Could this be the night? It hasn’t happened in awhile. Maybe it will show tonight. Twenty little kids, nauseous with anticipation, are impatiently shifting around the big lawn. At dusk, the slaughter house’s pungent fragrance permeates the air. “Where is it?”. “A no show?” (Hissssss) -”Quiet everybody!! Do you hear that?” “Ah, Dennis, knock it off, you’re always imagining things.” Dejectedly, we slowly, wander to the best hide and seek house. I guess “it’s not coming tonight”. What a drag. Another boring night of hide and seek….(Hissss) Then louder (Hissss)...”Hey guys, hold on, ya hear that?” We looked….and there it was! The sure sign of our famous visitor - a dark cloud about four blocks away. We dashed for our bikes and raced our flat wheeled machines toward the dark hissing cloud - forty little legs in a blur.

---

• _Action item 1_
Decide whether each statement agrees with the passage about the hissing cloud, answering yes or no and quoting the words that settle it: (a) Twenty kids are waiting on the lawn. (b) The dark cloud shows up about ten blocks away. (c) The kids run on foot toward the cloud.
• _Action item 2_
Go on with the passage about the hissing cloud, picking up right after its last sentence.
You won't need the rows for any of this.

---

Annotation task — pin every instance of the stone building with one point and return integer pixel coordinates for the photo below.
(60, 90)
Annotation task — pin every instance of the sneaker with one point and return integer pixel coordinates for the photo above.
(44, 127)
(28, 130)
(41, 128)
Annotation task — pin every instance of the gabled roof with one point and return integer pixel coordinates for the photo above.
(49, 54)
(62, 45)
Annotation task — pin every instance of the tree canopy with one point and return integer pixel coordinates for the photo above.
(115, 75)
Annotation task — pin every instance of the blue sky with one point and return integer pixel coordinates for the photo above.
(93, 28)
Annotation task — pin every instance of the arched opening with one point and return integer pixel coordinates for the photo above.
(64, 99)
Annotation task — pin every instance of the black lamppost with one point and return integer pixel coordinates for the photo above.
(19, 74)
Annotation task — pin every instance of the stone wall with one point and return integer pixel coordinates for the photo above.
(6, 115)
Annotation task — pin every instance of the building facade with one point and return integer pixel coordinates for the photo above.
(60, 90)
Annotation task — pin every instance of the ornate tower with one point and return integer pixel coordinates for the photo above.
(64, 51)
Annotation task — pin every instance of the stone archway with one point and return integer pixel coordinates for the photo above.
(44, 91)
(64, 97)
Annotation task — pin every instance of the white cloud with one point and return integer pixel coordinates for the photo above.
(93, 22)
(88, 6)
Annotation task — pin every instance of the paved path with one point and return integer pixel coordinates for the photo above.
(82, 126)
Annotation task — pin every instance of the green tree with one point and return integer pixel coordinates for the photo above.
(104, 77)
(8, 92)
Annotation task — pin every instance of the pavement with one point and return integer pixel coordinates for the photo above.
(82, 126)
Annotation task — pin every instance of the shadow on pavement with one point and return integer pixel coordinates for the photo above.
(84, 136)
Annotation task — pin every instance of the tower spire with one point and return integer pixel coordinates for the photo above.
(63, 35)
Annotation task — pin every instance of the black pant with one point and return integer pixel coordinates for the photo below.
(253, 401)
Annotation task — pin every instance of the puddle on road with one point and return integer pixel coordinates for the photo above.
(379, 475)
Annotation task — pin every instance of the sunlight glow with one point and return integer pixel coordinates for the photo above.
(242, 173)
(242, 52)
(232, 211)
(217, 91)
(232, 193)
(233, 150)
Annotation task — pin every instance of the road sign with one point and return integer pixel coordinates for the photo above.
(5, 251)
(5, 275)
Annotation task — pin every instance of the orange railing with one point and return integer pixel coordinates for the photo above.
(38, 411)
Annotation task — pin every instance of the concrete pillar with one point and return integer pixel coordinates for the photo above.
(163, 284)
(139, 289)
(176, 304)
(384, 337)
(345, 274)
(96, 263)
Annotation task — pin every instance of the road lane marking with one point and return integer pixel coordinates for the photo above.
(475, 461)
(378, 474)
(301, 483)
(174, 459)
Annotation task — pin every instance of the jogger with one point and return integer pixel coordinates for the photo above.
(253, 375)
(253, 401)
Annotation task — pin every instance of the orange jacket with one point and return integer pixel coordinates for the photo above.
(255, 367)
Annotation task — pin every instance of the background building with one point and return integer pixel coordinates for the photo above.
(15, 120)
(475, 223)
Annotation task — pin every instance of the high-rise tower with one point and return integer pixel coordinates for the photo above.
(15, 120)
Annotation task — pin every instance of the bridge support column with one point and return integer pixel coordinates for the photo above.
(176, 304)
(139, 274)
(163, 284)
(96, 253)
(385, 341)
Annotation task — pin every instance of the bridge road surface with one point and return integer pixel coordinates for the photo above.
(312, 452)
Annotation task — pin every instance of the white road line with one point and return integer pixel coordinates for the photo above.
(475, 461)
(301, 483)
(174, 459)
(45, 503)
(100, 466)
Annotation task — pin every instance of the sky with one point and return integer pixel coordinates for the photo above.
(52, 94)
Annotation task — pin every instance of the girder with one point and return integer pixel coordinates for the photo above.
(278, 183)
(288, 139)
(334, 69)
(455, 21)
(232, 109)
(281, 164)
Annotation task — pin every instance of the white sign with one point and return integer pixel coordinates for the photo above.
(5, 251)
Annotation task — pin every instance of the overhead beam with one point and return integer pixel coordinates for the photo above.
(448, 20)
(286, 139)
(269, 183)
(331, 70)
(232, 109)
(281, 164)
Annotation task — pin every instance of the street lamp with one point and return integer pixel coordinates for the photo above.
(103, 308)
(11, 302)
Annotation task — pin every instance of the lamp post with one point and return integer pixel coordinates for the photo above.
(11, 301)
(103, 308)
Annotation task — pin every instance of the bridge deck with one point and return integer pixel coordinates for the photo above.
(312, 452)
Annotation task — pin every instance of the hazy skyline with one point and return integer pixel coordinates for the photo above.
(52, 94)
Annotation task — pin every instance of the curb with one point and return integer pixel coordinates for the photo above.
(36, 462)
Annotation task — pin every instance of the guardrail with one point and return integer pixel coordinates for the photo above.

---

• _Reply 1_
(a) Yes: "Twenty little kids, nauseous with anticipation, are impatiently shifting around the big lawn."
(b) No: "a dark cloud about four blocks away."
(c) No: "We dashed for our bikes and raced our flat wheeled machines toward the dark hissing cloud."

• _Reply 2_
We flew around the corner as one unit and immediately slammed on our brakes. “Wow, guys, look at that! The biggest, darkest, badest, loudest clouded ever.” This is amazing!!... This is better than Disneyland!…This is the mosquito fogger!!.. And the chemicals are stronger than ever! We each disappear into the poisonous cloud - in ecstasy - riding blindly. “This is great - I can’t even see my handlebars. The best fog bank in weeks!” The noxious fumes penetrate our every pore and we reek with pleasure. My eyes are streaming hot lava and I’m sure I’m blind. My lungs suffocating with fire, are screeching for air. My nose is stinging and starting to run. I start to cough, gag and choke. “This is super and who says there’s nothing to do in Yerington?” Eventually, one by one, we fall back out of the poisonous vapors. As the fogger lumbers down the street, we circle our bikes for the storytelling part of the experience. I think Billy won that night. He said he rode right up to the poison emitting spout and put his finger in it! What a man! (What a B.S.’er!)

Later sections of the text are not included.